▸ **Ausgewählter Text**
Ein Wahlabend, der so befürchtet worden war, der einem Angst macht, „weil eine im Kern faschistische Partei die Mehrheit im Thüringer Wahlkampf erringt.“ So hat es der scheidende Linken-Chef Martin Schirdewan gesagt, eine Aussage, die man auf Sachsen erweitern kann. Dort haben jüdische Verbände die AfD „als eine ernstzunehmende Gefahr für die Demokratie“ in Deutschland bezeichnet. Wobei ich verstehen kann, dass der sächsische Ministerpräsident Michael Kretschmer wenige Zeit nach Schließen der Wahllokale ob des Wahlergebnisses seiner CDU jubelte. „Wir haben allen Grund zum Feiern“. Ja, der Kölner hat Recht: Et hätt noch immer jot jejange. Auch im Freistaat Sachsen, wo die CDU fast gleichauf mit der rechtsextremen AfD liegt. Gerade noch. Aber wir sollten uns die miserablen Wahlergebnisse aus Sachsen und Thüringen nicht schönreden. Das waren noch Zeiten, als Kurt Biedenkopf und Bernhard Vogel in Sachsen und Thüringen absolute Mehrheiten errungen haben.

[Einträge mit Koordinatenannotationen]
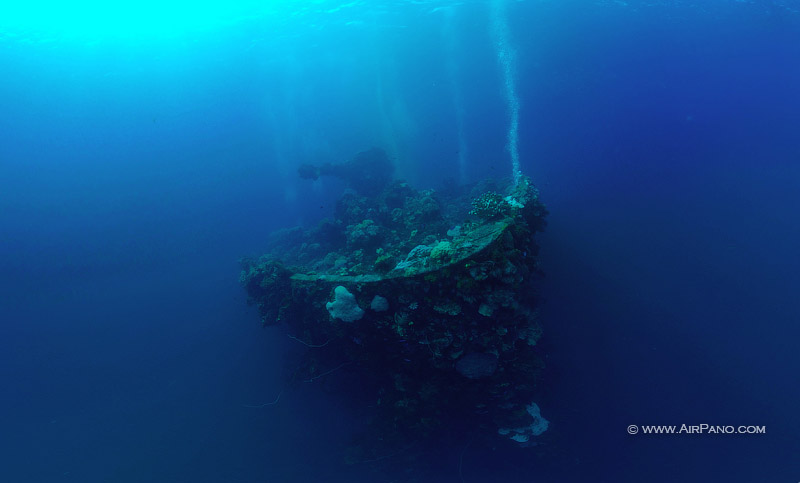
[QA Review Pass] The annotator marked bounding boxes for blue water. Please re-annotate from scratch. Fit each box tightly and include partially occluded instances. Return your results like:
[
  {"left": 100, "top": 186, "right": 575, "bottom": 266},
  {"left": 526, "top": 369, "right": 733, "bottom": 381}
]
[{"left": 0, "top": 0, "right": 800, "bottom": 482}]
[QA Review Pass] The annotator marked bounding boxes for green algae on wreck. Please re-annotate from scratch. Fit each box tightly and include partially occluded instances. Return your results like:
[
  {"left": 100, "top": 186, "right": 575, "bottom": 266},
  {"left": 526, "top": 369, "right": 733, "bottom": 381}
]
[{"left": 241, "top": 156, "right": 547, "bottom": 460}]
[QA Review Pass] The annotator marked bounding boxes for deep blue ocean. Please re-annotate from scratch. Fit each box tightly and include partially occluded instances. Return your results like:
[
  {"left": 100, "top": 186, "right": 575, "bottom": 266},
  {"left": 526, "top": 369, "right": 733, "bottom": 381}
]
[{"left": 0, "top": 0, "right": 800, "bottom": 483}]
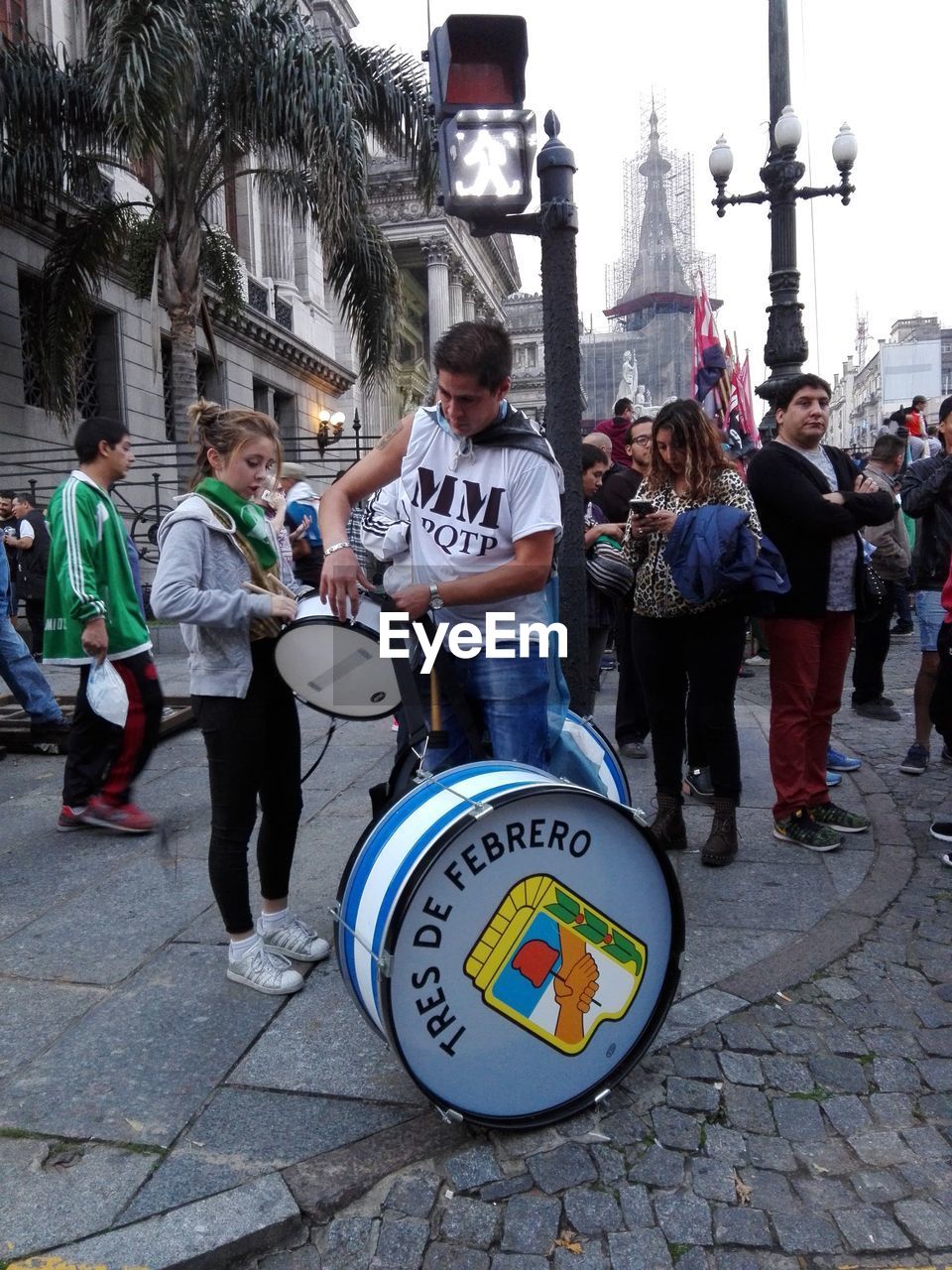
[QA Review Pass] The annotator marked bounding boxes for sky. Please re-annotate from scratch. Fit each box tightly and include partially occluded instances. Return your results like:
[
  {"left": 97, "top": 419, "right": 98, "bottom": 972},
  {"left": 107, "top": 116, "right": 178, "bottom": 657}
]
[{"left": 350, "top": 0, "right": 952, "bottom": 389}]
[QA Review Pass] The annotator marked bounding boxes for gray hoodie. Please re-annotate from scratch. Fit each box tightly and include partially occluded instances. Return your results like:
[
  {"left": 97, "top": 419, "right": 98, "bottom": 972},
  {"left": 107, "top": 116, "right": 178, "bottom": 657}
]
[{"left": 151, "top": 494, "right": 282, "bottom": 698}]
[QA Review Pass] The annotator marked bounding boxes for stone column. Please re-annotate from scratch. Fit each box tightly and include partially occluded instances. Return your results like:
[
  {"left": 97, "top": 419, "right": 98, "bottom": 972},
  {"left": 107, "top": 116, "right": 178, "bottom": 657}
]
[
  {"left": 463, "top": 273, "right": 476, "bottom": 321},
  {"left": 449, "top": 257, "right": 463, "bottom": 326},
  {"left": 420, "top": 239, "right": 450, "bottom": 349}
]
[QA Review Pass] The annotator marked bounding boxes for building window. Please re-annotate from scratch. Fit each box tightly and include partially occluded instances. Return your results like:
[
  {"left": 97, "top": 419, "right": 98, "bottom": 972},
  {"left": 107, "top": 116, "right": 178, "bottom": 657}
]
[{"left": 0, "top": 0, "right": 27, "bottom": 45}]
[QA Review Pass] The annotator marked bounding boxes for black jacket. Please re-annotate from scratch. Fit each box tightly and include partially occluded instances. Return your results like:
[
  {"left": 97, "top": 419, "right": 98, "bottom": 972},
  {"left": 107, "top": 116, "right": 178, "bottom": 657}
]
[
  {"left": 900, "top": 454, "right": 952, "bottom": 590},
  {"left": 748, "top": 441, "right": 894, "bottom": 617}
]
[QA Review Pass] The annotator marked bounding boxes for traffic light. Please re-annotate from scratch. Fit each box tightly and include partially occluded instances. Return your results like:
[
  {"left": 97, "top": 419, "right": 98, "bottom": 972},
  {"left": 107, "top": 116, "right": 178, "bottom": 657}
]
[{"left": 429, "top": 14, "right": 536, "bottom": 221}]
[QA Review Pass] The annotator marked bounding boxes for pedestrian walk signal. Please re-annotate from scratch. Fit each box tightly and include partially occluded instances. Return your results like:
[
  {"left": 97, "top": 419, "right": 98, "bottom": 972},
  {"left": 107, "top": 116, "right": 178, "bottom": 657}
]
[
  {"left": 439, "top": 110, "right": 536, "bottom": 219},
  {"left": 427, "top": 14, "right": 536, "bottom": 221}
]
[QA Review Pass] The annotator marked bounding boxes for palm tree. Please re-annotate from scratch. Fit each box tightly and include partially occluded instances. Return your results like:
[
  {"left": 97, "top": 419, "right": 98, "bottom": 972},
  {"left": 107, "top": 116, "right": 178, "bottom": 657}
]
[{"left": 0, "top": 0, "right": 431, "bottom": 470}]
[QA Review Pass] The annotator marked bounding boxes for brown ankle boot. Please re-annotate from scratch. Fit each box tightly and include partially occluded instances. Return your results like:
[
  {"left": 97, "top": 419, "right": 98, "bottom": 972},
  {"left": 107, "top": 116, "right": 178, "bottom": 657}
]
[
  {"left": 701, "top": 798, "right": 738, "bottom": 869},
  {"left": 652, "top": 794, "right": 688, "bottom": 851}
]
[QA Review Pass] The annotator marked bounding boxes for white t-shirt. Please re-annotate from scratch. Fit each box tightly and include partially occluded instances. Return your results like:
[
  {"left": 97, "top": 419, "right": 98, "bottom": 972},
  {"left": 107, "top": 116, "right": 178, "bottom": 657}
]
[{"left": 400, "top": 410, "right": 562, "bottom": 631}]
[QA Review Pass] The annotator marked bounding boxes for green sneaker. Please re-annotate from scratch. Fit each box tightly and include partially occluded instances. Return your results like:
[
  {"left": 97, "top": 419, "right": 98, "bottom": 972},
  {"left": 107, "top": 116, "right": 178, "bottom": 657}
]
[
  {"left": 774, "top": 808, "right": 843, "bottom": 851},
  {"left": 810, "top": 803, "right": 872, "bottom": 833}
]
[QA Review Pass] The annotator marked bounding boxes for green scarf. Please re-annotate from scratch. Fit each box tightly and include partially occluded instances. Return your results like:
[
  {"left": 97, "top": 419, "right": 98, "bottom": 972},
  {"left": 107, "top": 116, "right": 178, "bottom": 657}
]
[{"left": 195, "top": 476, "right": 278, "bottom": 571}]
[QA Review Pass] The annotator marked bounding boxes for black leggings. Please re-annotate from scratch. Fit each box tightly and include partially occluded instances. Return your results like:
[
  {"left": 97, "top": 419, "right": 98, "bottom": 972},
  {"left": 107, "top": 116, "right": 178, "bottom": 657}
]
[
  {"left": 634, "top": 604, "right": 745, "bottom": 800},
  {"left": 191, "top": 640, "right": 302, "bottom": 935}
]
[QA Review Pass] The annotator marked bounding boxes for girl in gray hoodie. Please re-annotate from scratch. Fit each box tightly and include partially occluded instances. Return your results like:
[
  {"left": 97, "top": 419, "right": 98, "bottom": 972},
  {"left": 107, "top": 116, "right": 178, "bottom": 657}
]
[{"left": 153, "top": 401, "right": 330, "bottom": 994}]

▸ **Zu lösende Aufgaben**
1: Beantworte zum ausgewählten Text:
(a) Als was haben jüdische Verbände in Sachsen die AfD bezeichnet?
(b) Welcher Partei gehört Michael Kretschmer an?
(c) Wer hat früher in Sachsen und Thüringen absolute Mehrheiten errungen?
2: Stelle die Zeilen der Auflistung von der Zeile mit „[QA Review Pass] The annotator marked bounding boxes for white“ bis zum Ende der Auflistung, beide Enden eingeschlossen, als Markdown-Tabelle mit den Spalten „Nr.“ und „Zeile“ dar. Leerzeilen entfallen.

▸ **Ergebnisse nacheinander**
1:
(a) Als „eine ernstzunehmende Gefahr für die Demokratie“ in Deutschland.
(b) Der CDU.
(c) Kurt Biedenkopf und Bernhard Vogel.

2:
| Nr. | Zeile |
|---|---|
| 1 | [QA Review Pass] The annotator marked bounding boxes for white t-shirt. Please re-annotate from scratch. Fit each box tightly and include partially occluded instances. Return your results like: |
| 2 | [ |
| 3 |   {"left": 97, "top": 419, "right": 98, "bottom": 972}, |
| 4 |   {"left": 107, "top": 116, "right": 178, "bottom": 657} |
| 5 | ] |
| 6 | [{"left": 400, "top": 410, "right": 562, "bottom": 631}] |
| 7 | [QA Review Pass] The annotator marked bounding boxes for green sneaker. Please re-annotate from scratch. Fit each box tightly and include partially occluded instances. Return your results like: |
| 8 | [ |
| 9 |   {"left": 97, "top": 419, "right": 98, "bottom": 972}, |
| 10 |   {"left": 107, "top": 116, "right": 178, "bottom": 657} |
| 11 | ] |
| 12 | [ |
| 13 |   {"left": 774, "top": 808, "right": 843, "bottom": 851}, |
| 14 |   {"left": 810, "top": 803, "right": 872, "bottom": 833} |
| 15 | ] |
| 16 | [QA Review Pass] The annotator marked bounding boxes for green scarf. Please re-annotate from scratch. Fit each box tightly and include partially occluded instances. Return your results like: |
| 17 | [ |
| 18 |   {"left": 97, "top": 419, "right": 98, "bottom": 972}, |
| 19 |   {"left": 107, "top": 116, "right": 178, "bottom": 657} |
| 20 | ] |
| 21 | [{"left": 195, "top": 476, "right": 278, "bottom": 571}] |
| 22 | [QA Review Pass] The annotator marked bounding boxes for black leggings. Please re-annotate from scratch. Fit each box tightly and include partially occluded instances. Return your results like: |
| 23 | [ |
| 24 |   {"left": 97, "top": 419, "right": 98, "bottom": 972}, |
| 25 |   {"left": 107, "top": 116, "right": 178, "bottom": 657} |
| 26 | ] |
| 27 | [ |
| 28 |   {"left": 634, "top": 604, "right": 745, "bottom": 800}, |
| 29 |   {"left": 191, "top": 640, "right": 302, "bottom": 935} |
| 30 | ] |
| 31 | [QA Review Pass] The annotator marked bounding boxes for girl in gray hoodie. Please re-annotate from scratch. Fit each box tightly and include partially occluded instances. Return your results like: |
| 32 | [ |
| 33 |   {"left": 97, "top": 419, "right": 98, "bottom": 972}, |
| 34 |   {"left": 107, "top": 116, "right": 178, "bottom": 657} |
| 35 | ] |
| 36 | [{"left": 153, "top": 401, "right": 330, "bottom": 994}] |